A tecnologia em sala de aula, a princípio, chegou com a promessa de revolucionar as metodologias de ensino tradicionais, mas algumas entidades, como a UNESCO, alertam sobre a exposição excessiva de crianças e adolescentes às telas. Segundo o relatório de monitoramento global emitido em 2023 pelo Grupo de Monitoramento da Educação, as ferramentas tecnológicas em sala de aula podem ser benéficas, mas quando aplicadas às práticas pedagógicas. Nesse sentido, o documento evidenciou que a proximidade de um aparelho celular é capaz de distrair os estudantes e provocar impacto negativo na aprendizagem.
Os dados desse relatório serviram de base à proibição dos celulares no município do Rio de Janeiro. O secretário municipal de Educação, Renan Ferreirinha, afirma que os objetivos da medida envolvem a capacidade de aprendizado, concentração e a interação entre os alunos: “Os objetivos são pedagógicos e sócio emocionais. A cada notificação recebida no celular é como se o aluno saísse da sala de aula ou da roda de conversa. Não tem como se concentrar e ter um aprendizado adequado assim. O nosso objetivo, nesse sentido, é o de melhorar a capacidade de concentração dos estudantes nos estudos. A gente quer também que nossas crianças brinquem, conversem e interajam pessoalmente com seus colegas nos intervalos, e não que vão correndo para as redes sociais”.

INFORMAÇÕES EXIBIDAS ->
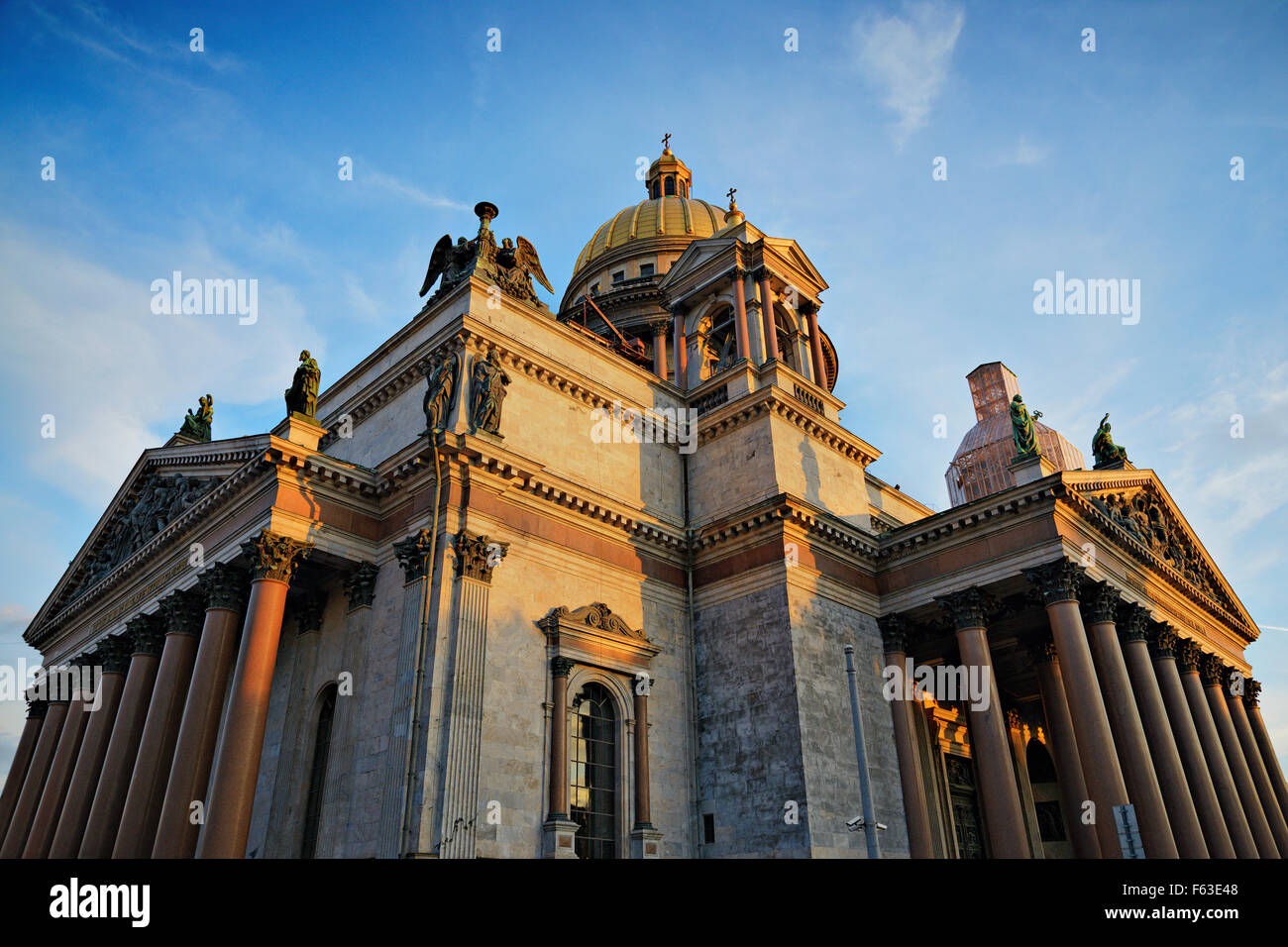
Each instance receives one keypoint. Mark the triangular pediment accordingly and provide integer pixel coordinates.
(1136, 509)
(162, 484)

--

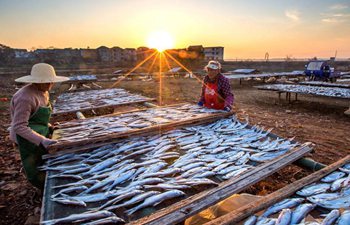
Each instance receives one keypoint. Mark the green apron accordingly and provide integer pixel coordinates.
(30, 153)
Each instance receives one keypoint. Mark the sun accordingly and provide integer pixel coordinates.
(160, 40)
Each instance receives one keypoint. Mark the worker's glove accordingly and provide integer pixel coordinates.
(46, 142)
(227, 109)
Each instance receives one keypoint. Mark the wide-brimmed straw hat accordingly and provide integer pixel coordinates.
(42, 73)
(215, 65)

INSTRUÇÃO ESCRITA ->
Segundo o trecho sobre celulares nas escolas, quem é o secretário municipal de Educação do Rio de Janeiro? Responda, por favor, em poucas palavras. As entradas não têm nenhum papel aqui.

RESPOSTA ->
Renan Ferreirinha.